__WORK INSTRUCTIONS__
(a) In the text on principal component analysis, rewrite the paragraph beginning "Figure 4 presents the principal component analysis" as a short bulleted list that keeps its main facts.
(b) Answer these questions from the text on principal component analysis, one per line:
(i) How many random SNPs were simulated in Simulation 3?
(ii) What R-square value was reported for African ancestry?
(iii) Whose genotype information was not used when calculating the eigenvectors?

__STUDY TEXT__
Figure 4 presents the principal component analysis for the samples generated according to Simulation 3, where we have a mixture of three populations and 10,000 random SNPs were simulated. The unrelated individuals, as well as the children, from the three populations can apparently be correctly grouped when using a large number of random SNPs, rather than SNPs designed for admixture mapping. The first two principal components are sufficient to cluster individuals into correct groups when the samples come from a population consisting of three discrete populations. We then standardized the principal components over the whole sample and estimated the standard deviations for Africans, Europeans, and Asians separately. The standard deviations of the first two principal components within populations is substantially smaller than those of the third principal components (Figure 4). We then performed linear regression analysis, regressing each of the true population-specific ancestries on the first three principal components. The R-square values were 0.986, 0.987, and 0.995 for European, Asian, and African ancestries, respectively, suggesting that the principal components can capture the individual ancestry variation. The results for children were similar even though we did not use their genotype information for calculating the eigenvectors.

__DATA RECORDS__
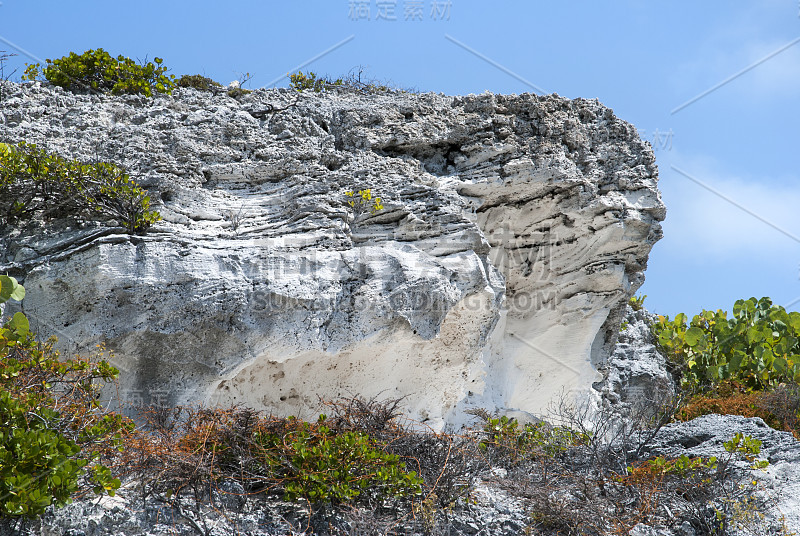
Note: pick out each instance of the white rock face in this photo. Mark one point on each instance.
(515, 228)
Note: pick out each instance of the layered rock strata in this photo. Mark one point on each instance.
(514, 230)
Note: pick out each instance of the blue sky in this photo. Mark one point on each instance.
(644, 59)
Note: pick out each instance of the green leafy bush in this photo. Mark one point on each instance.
(637, 302)
(197, 81)
(305, 460)
(362, 202)
(98, 70)
(302, 82)
(318, 464)
(35, 183)
(758, 346)
(52, 426)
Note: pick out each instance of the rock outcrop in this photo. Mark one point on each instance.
(514, 231)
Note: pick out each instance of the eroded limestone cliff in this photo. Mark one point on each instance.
(514, 231)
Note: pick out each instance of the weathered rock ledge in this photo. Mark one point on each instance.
(515, 229)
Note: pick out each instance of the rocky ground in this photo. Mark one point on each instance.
(496, 506)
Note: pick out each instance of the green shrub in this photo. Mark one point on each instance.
(97, 70)
(318, 464)
(362, 202)
(52, 427)
(507, 436)
(311, 461)
(301, 82)
(758, 346)
(637, 302)
(35, 183)
(236, 92)
(197, 81)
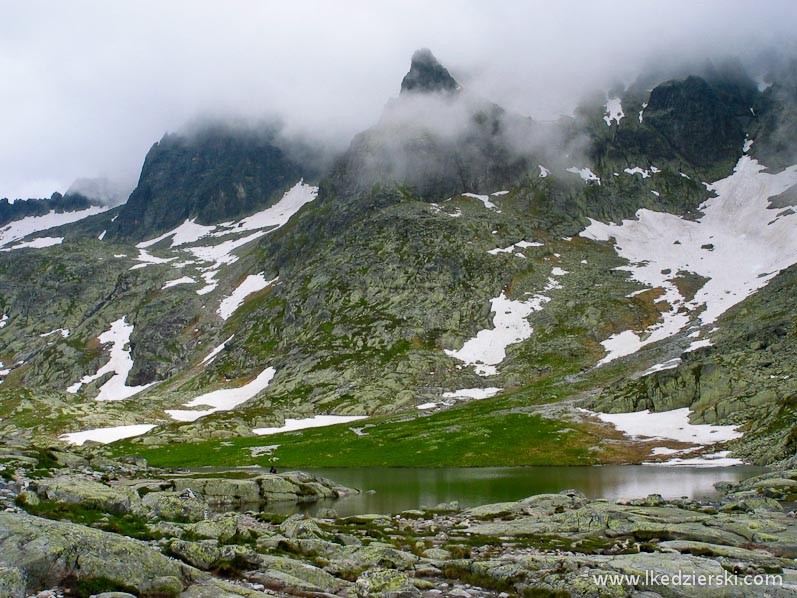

__EXPECTED OUTPUTS__
(a)
- Figure 4 shows principal component analysis for Simulation 3 samples: a mixture of three populations, with 10,000 random SNPs simulated.
- Using many random SNPs, rather than SNPs designed for admixture mapping, the unrelated individuals and the children from the three populations can apparently be grouped correctly.
- The first two principal components are enough to cluster individuals into correct groups when samples come from three discrete populations.
- The principal components were standardized over the whole sample. Within Africans, Europeans, and Asians, the standard deviations of the first two components were much smaller than those of the third.
- Each true population-specific ancestry was regressed on the first three components. The R-square values were 0.986 (European), 0.987 (Asian), and 0.995 (African), suggesting the components capture individual ancestry variation.
- Results for children were similar, even though their genotype information was not used to calculate the eigenvectors.

(b)
(i) 10,000
(ii) 0.995
(iii) The children's